_Short problem_: Please rewrite the listing starting at the line containing "Target: sky" and ending at the line containing "[[[0,66],[187,127],[691,153],[691,1],[0,0]]]", with the request lines included unchanged. Scale every polygon vertex coordinate in the answers by 1.7, round each to a whole number with halves going up, and return only those lines.

---+---

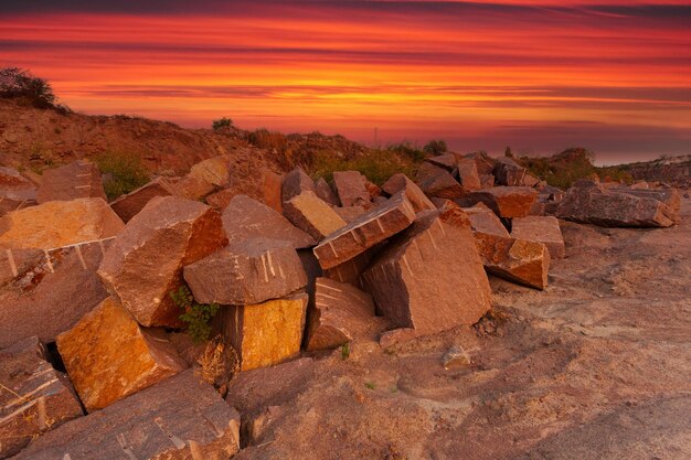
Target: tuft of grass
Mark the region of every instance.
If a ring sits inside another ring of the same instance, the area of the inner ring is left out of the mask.
[[[219,311],[217,303],[196,303],[194,296],[187,286],[181,286],[177,291],[169,293],[173,303],[183,311],[180,320],[188,325],[188,333],[194,343],[209,340],[211,334],[211,320]]]
[[[104,181],[104,189],[110,201],[139,189],[151,179],[141,159],[134,153],[110,150],[100,153],[94,161],[102,174],[109,176]]]

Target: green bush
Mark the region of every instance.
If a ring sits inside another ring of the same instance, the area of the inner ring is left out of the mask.
[[[173,303],[183,311],[180,320],[188,325],[188,333],[194,343],[202,343],[211,335],[211,320],[219,312],[217,303],[196,303],[190,288],[181,286],[170,292]]]
[[[104,189],[108,200],[139,189],[151,179],[141,159],[134,153],[107,151],[94,160],[100,172],[107,176]]]
[[[219,118],[217,120],[211,121],[211,128],[214,131],[217,131],[219,129],[223,129],[223,128],[230,128],[231,126],[233,126],[233,120],[226,117]]]
[[[448,151],[448,147],[446,147],[445,140],[433,139],[429,142],[427,142],[425,147],[423,147],[423,150],[429,154],[438,156],[442,153],[446,153]]]

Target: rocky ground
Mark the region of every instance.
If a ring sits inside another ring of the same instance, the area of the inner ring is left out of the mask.
[[[561,221],[546,290],[493,278],[475,329],[241,374],[228,402],[256,421],[236,458],[691,458],[689,199],[681,214],[665,229]],[[470,366],[444,370],[453,345]]]

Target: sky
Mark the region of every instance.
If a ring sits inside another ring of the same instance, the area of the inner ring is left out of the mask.
[[[0,66],[187,127],[691,153],[691,1],[0,0]]]

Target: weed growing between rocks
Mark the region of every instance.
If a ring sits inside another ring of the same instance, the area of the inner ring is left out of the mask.
[[[211,320],[219,311],[217,303],[196,303],[187,286],[181,286],[177,291],[170,292],[173,303],[183,311],[180,320],[188,325],[188,333],[194,343],[209,340],[211,334]]]

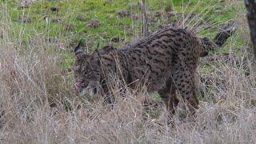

---+---

_Exercise output_:
Target: sky
Mark the region of every instance.
If a ring sits inside another ring of the same instance, the area of the inner ring is left out of the mask.
[[[0,112],[318,216],[1175,260],[1175,2],[0,0]]]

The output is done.